Stored data entries

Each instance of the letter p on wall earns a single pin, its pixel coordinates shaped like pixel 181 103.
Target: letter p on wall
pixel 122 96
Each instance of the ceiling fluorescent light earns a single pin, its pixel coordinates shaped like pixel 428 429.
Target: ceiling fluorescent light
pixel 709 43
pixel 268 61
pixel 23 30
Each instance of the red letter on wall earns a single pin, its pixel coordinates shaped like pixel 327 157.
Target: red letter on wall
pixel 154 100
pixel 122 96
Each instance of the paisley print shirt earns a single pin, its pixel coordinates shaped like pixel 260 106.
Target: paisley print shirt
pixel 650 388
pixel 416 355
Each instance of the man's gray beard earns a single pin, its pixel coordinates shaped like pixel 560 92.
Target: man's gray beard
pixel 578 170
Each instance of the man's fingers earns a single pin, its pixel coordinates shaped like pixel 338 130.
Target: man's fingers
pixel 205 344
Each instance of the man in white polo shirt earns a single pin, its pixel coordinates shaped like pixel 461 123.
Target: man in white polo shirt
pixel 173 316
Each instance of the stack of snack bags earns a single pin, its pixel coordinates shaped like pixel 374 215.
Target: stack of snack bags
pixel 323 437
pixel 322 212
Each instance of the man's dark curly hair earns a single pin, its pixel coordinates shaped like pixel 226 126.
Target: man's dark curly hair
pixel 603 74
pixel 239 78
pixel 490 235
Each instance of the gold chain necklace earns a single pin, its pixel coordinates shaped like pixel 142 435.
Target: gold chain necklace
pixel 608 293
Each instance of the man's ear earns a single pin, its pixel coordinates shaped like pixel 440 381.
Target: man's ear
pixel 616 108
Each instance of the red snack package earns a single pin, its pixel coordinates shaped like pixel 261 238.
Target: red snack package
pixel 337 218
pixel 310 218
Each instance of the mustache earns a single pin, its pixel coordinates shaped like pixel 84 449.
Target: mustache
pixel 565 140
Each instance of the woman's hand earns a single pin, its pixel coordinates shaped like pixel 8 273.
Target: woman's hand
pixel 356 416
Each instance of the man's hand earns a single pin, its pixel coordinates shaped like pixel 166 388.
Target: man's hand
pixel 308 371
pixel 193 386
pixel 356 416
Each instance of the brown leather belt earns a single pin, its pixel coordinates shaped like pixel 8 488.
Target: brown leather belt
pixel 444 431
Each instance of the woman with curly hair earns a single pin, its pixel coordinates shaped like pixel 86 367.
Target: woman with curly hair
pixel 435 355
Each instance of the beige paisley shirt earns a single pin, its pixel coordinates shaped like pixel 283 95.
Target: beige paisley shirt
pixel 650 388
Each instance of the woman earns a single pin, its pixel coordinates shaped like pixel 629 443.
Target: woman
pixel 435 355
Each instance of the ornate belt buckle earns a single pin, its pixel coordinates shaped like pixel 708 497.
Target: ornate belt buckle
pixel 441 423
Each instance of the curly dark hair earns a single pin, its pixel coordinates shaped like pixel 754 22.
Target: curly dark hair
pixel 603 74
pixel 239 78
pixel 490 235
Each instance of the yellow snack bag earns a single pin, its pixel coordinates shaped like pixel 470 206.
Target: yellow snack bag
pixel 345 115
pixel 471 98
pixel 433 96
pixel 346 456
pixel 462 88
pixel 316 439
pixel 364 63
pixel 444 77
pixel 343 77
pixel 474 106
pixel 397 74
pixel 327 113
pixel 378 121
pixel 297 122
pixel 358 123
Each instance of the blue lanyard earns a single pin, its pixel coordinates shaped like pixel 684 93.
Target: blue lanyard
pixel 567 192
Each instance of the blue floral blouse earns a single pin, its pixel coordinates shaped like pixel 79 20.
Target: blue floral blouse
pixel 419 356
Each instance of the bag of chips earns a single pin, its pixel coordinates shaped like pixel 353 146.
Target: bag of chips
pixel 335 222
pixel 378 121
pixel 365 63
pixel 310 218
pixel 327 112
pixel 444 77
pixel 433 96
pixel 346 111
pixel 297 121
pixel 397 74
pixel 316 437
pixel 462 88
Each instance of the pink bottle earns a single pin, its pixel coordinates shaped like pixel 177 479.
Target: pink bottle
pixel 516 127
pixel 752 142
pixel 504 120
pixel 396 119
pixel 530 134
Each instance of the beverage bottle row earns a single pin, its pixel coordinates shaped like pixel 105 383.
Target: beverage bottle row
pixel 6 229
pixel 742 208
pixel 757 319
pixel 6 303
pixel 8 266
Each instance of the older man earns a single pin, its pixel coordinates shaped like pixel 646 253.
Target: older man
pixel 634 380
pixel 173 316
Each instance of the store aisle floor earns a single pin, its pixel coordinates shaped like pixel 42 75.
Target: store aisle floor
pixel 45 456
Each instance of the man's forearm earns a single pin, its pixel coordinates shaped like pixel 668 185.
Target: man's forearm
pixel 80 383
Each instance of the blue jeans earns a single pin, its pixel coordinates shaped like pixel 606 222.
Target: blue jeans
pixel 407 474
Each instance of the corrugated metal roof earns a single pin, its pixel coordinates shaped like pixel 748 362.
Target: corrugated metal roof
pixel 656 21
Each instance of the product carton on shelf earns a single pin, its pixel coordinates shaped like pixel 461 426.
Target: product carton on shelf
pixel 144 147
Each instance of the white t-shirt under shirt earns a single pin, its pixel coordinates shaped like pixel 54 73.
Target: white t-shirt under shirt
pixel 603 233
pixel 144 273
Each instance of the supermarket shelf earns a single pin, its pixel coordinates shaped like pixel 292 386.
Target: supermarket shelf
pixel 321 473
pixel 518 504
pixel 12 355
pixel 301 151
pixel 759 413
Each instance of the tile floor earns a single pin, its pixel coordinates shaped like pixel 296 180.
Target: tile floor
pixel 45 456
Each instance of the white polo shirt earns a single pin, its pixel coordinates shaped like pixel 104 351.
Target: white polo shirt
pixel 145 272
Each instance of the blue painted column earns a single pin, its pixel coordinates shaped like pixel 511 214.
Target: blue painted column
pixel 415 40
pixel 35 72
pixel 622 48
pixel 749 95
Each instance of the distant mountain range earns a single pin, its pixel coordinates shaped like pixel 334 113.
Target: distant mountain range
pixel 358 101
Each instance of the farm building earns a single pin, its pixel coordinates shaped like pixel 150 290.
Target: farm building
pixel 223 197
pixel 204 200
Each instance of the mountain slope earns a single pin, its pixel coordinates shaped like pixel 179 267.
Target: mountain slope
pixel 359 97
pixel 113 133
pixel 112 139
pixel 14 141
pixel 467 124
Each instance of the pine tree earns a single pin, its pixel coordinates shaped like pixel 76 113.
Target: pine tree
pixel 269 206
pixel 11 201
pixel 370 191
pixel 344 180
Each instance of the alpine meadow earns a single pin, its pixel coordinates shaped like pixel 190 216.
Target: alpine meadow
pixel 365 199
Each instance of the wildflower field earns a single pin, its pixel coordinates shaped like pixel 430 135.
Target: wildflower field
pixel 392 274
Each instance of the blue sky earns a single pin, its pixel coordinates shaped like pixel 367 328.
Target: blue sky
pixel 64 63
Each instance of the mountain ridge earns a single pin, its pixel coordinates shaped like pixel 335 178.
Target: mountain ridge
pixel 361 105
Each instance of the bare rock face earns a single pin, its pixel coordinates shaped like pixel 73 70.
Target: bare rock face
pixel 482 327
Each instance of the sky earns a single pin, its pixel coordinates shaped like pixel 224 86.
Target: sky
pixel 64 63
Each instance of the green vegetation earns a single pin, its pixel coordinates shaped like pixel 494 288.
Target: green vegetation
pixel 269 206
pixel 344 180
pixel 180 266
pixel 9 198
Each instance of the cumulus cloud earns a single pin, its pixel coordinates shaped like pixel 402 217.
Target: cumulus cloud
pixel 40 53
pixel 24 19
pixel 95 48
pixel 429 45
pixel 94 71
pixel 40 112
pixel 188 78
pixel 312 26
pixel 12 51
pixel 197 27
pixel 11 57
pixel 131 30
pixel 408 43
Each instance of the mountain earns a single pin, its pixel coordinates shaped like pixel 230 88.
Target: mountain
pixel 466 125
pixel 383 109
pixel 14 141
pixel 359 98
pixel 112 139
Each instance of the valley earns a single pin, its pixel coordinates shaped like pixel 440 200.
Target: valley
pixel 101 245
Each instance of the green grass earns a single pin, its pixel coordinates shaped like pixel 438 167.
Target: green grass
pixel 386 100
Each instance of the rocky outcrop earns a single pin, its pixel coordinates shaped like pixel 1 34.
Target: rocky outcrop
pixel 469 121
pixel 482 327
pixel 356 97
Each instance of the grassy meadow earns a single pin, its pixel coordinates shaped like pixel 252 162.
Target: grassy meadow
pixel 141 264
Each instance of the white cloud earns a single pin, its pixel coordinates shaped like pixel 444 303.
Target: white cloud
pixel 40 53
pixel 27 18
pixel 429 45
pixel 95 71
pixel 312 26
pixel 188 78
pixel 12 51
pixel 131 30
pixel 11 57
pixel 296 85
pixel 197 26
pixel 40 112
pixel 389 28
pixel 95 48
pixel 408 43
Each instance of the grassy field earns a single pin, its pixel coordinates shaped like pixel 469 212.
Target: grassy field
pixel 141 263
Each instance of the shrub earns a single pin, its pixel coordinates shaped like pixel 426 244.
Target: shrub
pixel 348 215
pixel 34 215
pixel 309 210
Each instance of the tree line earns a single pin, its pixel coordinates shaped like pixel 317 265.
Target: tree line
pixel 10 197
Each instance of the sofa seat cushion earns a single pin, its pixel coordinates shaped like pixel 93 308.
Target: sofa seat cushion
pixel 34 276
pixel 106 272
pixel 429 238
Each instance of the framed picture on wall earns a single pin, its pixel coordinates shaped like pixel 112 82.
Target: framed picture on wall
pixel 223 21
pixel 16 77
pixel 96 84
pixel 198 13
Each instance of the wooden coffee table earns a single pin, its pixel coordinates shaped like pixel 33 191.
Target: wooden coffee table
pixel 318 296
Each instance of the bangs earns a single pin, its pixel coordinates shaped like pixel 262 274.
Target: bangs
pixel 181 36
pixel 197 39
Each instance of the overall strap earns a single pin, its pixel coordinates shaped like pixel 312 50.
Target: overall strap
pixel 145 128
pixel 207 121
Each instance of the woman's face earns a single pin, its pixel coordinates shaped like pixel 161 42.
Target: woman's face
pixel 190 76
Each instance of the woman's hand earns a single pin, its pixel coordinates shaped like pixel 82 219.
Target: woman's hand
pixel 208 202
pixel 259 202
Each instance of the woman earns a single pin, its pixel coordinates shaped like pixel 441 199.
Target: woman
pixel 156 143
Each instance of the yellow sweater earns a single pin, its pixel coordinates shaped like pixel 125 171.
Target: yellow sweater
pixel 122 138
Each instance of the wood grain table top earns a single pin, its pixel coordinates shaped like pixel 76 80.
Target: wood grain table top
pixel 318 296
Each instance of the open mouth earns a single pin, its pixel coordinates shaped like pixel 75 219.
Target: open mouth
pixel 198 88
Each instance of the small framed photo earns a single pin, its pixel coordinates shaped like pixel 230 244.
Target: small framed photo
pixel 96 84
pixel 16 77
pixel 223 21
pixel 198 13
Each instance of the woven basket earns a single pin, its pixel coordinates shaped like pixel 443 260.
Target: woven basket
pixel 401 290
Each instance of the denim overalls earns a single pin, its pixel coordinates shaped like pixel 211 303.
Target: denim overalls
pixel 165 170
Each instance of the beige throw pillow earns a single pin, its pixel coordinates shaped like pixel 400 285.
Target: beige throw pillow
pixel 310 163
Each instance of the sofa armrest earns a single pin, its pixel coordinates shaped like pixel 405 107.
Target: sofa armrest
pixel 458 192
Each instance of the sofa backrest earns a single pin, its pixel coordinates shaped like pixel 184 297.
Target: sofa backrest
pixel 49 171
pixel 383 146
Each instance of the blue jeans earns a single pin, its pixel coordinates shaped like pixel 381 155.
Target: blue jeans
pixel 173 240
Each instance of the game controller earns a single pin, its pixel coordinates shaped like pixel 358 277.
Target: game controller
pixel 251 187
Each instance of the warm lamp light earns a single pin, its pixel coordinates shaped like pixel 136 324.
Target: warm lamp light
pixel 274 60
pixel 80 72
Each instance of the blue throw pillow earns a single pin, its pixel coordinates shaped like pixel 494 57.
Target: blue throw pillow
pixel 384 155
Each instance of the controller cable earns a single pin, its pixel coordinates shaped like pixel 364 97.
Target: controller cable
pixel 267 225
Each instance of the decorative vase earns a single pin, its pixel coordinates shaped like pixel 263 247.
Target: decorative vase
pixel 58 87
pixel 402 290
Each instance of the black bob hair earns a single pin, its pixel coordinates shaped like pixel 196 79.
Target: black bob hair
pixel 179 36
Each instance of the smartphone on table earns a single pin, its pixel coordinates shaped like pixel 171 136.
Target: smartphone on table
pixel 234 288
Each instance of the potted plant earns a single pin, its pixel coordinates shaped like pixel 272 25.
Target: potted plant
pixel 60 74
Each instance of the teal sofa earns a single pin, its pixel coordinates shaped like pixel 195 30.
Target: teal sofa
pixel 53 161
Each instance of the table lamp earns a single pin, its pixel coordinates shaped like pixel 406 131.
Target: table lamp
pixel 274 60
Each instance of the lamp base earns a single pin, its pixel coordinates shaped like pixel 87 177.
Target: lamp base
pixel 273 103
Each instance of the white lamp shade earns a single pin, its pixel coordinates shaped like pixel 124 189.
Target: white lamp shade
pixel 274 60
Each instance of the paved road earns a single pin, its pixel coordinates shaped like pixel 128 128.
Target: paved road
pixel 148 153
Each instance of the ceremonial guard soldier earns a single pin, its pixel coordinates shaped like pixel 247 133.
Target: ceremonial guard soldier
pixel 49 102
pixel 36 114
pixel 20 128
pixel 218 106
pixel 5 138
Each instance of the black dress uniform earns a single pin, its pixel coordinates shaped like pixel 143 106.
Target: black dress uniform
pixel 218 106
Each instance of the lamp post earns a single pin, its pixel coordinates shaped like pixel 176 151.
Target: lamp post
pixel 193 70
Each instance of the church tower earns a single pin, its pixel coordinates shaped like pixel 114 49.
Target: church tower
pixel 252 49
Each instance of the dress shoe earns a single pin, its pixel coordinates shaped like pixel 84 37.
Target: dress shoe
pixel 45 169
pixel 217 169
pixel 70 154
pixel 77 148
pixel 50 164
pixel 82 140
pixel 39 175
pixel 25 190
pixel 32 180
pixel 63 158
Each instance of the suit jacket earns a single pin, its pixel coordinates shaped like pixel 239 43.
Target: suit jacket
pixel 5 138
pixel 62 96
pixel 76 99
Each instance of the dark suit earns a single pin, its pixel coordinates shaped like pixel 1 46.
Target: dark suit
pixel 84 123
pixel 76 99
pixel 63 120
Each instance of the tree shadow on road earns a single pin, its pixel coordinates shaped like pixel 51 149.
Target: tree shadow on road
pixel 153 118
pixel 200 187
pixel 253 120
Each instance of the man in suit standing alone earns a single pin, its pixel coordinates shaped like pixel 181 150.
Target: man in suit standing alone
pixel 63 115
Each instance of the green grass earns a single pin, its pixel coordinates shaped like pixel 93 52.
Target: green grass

▸ Task requirements
Write out exactly the lines above between the line with "Each instance of the lamp post" and the line with "Each instance of the suit", inclusive, and nothing beyond them.

▸ Solution to the exercise
Each instance of the lamp post earns a single pin, its pixel coordinates shaped like pixel 176 151.
Target: lamp post
pixel 193 70
Each instance of the church tower earns a single pin, its pixel coordinates shaped like pixel 114 49.
Target: church tower
pixel 252 49
Each instance of the dress shoe earns a single pin, its pixel coordinates shaped like pixel 84 37.
Target: dress shoe
pixel 45 169
pixel 217 169
pixel 70 154
pixel 77 148
pixel 50 164
pixel 82 140
pixel 39 175
pixel 25 190
pixel 32 180
pixel 63 158
Each instance of the suit jacket earns a single pin, its pixel coordinates shaped like pixel 239 43.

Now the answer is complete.